Exercise »
Edit the data below by changing every "Target" to "Object", and leave everything else exactly as it is.

Start Data for the task

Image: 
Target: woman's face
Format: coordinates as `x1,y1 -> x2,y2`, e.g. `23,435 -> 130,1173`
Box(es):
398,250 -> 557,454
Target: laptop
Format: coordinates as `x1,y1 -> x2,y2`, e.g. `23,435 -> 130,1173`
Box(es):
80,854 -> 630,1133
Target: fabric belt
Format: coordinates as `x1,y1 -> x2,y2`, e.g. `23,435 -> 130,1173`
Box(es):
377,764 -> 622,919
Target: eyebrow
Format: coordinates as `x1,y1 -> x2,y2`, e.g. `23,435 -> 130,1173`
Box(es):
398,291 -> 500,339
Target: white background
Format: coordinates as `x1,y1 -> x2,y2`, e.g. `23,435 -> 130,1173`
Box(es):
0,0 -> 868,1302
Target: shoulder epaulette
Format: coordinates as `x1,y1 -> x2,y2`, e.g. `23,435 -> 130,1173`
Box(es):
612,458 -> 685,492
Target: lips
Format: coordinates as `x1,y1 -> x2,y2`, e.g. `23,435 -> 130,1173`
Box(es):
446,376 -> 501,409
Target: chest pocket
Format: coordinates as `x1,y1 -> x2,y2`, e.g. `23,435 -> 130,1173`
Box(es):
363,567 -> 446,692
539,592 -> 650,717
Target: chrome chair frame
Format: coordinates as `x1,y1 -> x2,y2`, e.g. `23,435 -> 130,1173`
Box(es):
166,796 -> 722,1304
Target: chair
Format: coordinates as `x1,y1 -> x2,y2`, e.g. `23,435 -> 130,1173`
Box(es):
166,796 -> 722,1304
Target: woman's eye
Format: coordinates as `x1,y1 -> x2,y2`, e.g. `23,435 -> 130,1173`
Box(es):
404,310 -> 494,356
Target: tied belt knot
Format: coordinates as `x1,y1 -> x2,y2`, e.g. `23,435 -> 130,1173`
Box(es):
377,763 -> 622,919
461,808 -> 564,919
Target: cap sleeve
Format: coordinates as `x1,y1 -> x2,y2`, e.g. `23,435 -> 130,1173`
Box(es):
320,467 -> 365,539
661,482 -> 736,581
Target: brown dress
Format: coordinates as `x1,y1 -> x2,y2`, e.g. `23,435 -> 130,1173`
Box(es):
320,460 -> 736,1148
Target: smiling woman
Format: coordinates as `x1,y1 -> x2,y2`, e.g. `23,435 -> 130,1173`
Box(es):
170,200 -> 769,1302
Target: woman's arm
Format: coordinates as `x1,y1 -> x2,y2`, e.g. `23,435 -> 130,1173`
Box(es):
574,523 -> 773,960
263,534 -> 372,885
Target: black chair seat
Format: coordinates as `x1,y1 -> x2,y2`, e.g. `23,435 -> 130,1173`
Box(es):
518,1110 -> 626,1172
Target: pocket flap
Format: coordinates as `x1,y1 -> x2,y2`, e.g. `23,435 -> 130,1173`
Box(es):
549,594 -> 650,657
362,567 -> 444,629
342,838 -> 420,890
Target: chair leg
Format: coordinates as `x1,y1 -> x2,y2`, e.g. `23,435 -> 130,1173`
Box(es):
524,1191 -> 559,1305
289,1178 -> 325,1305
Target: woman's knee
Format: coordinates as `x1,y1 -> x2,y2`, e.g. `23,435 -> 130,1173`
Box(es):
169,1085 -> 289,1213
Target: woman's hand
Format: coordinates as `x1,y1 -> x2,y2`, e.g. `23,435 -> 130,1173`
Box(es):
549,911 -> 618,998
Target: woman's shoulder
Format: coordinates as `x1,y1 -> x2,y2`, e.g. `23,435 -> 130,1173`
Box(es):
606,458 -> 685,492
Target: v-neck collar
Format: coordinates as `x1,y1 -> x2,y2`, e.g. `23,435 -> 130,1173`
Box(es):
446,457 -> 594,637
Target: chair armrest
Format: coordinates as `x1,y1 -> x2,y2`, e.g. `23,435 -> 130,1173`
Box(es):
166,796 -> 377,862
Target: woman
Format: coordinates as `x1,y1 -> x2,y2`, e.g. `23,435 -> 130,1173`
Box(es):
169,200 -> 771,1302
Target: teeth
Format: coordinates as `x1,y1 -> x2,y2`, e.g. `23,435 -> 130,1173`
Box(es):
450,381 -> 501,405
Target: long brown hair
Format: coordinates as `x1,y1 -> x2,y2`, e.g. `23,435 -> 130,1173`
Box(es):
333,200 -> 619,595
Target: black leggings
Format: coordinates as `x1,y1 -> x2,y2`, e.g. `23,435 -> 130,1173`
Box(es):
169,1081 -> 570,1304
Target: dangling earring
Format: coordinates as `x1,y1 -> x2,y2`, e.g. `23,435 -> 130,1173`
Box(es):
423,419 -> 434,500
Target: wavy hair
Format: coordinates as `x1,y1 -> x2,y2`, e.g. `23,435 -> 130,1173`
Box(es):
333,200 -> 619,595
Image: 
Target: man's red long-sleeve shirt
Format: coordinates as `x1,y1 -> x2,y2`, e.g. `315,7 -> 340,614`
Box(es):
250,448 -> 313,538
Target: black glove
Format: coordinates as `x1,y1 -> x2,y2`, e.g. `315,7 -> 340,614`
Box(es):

End Data for the task

Complete output »
Image: 
Object: woman's face
Format: coordinates as `x1,y1 -> x2,y2`, e.g. `23,435 -> 130,1173`
Box(es):
398,250 -> 557,454
Object: laptop
Format: coordinates as `x1,y1 -> x2,y2`, e.g. `23,435 -> 130,1173`
Box(es):
80,854 -> 630,1133
Object: fabric belt
Format: coordinates as `x1,y1 -> x2,y2`, e.g. `23,435 -> 130,1173`
Box(es):
377,764 -> 622,919
Object: eyebrow
Format: coordinates as `x1,y1 -> x2,y2`, e.g. `23,435 -> 130,1173`
Box(es):
398,291 -> 500,339
Object: white background
Format: coordinates as `x1,y1 -> x2,y2`, e.g. `23,435 -> 130,1173`
Box(es):
0,0 -> 868,1302
Object: shoulder epaulette
Format: coordinates as `x1,y1 -> x2,y2`, e.g. `23,435 -> 130,1173`
Box(es):
612,458 -> 685,492
Object: lips
Format: coordinates as `x1,y1 -> x2,y2`, e.g. `23,435 -> 130,1173`
Box(es):
446,376 -> 501,409
Object: chest pocket
Format: coordinates as `x1,y1 -> x2,y2`, e.g. `23,435 -> 130,1173`
Box(es):
363,567 -> 446,692
539,592 -> 650,717
Object: chrome chair frame
Format: coordinates as `x1,y1 -> x2,y2`, e.g. `23,435 -> 130,1173`
Box(es):
166,796 -> 722,1304
Object: chair
Format: coordinates as `x1,y1 -> x2,y2`, e.g. `23,435 -> 130,1173`
Box(es):
166,796 -> 722,1304
Object: woman's eye
Format: coordinates as `x1,y1 -> x2,y2`, e.g. `23,435 -> 130,1173`
Box(es):
404,310 -> 494,356
Object: tied belt knot
Format: coordinates as `x1,y1 -> x2,y2`, e.g. `23,435 -> 130,1173`
Box(es):
377,763 -> 622,919
461,808 -> 564,919
Object: cap sleeve
Format: coordinates as `x1,y1 -> x2,y2`, e.g. `23,435 -> 130,1173`
Box(es):
320,467 -> 365,539
661,482 -> 736,581
Object: brown dress
Format: coordinates as `x1,y1 -> x2,y2`, e.g. `23,435 -> 130,1173`
Box(es):
320,460 -> 736,1148
Object: smiling woman
Format: coordinates as `x1,y1 -> x2,y2`, e.g. `23,435 -> 130,1173`
Box(es):
170,200 -> 769,1302
Object: woman's arm
Format: coordinates as `x1,y1 -> x2,y2`, e.g. `23,435 -> 130,1173`
Box(es):
574,523 -> 773,960
263,534 -> 372,885
Object: black chair seat
Format: coordinates as `x1,y1 -> x2,y2`, e.g. `23,435 -> 130,1173`
Box(es):
518,1110 -> 626,1172
Object: pocket flap
Format: coordinates as `x1,y1 -> x2,y2`, e.g. `23,435 -> 130,1173`
Box(es):
549,594 -> 650,657
362,567 -> 444,629
342,838 -> 420,890
Object: chair leg
Format: coordinates as `x1,y1 -> x2,y2`, e.g. `23,435 -> 130,1173`
Box(es):
524,1191 -> 559,1305
289,1178 -> 325,1305
Object: woman's knee
Format: coordinates as `x1,y1 -> x2,y2`, e.g. `23,435 -> 130,1173`
Box(es):
169,1085 -> 289,1213
Object: woman's hand
Format: coordinates as `x1,y1 -> x2,y2`, e.g. `23,435 -> 130,1173`
Box(es):
549,911 -> 618,998
Object: woman's shoulder
Format: coordinates as `x1,y1 -> x2,y2`, e.g. `23,435 -> 130,1173`
Box(es):
606,458 -> 685,492
Object: v-neck collar
Format: coordinates as `x1,y1 -> x2,y2`, e.g. `23,435 -> 130,1173`
Box(es):
446,457 -> 594,637
Object: chair armrest
Format: coordinates as `x1,y1 -> x2,y2`, e.g. `23,435 -> 130,1173`
Box(es):
166,796 -> 377,862
Object: woman
Format: coordinates as `x1,y1 -> x2,y2`, e.g. `23,435 -> 130,1173`
Box(es):
169,200 -> 771,1302
Object: teeth
Format: coordinates as `x1,y1 -> x2,y2`, e.g. `23,435 -> 130,1173`
Box(es):
450,381 -> 501,405
Object: long brown hair
Format: coordinates as `x1,y1 -> x2,y2`, e.g. `23,435 -> 130,1173`
Box(es):
333,200 -> 619,595
Object: black leggings
Format: coordinates as `x1,y1 -> x2,y2`, e.g. `23,435 -> 130,1173`
Box(es):
169,1081 -> 570,1304
Object: dangling earring
Format: coordinates as `x1,y1 -> x2,y2`, e.g. `23,435 -> 130,1173`
Box(es):
423,419 -> 434,500
Object: wavy hair
Format: coordinates as `x1,y1 -> x2,y2`, e.g. `23,435 -> 130,1173`
Box(es):
333,200 -> 619,595
Image: 
Object: man's red long-sleeve shirt
Format: coordinates as `x1,y1 -> x2,y2`, e.g. `315,7 -> 340,614`
Box(es):
250,448 -> 313,538
Object: black glove
Format: coordinates as `x1,y1 -> x2,y2`, e.g. `315,7 -> 340,614`
Box(es):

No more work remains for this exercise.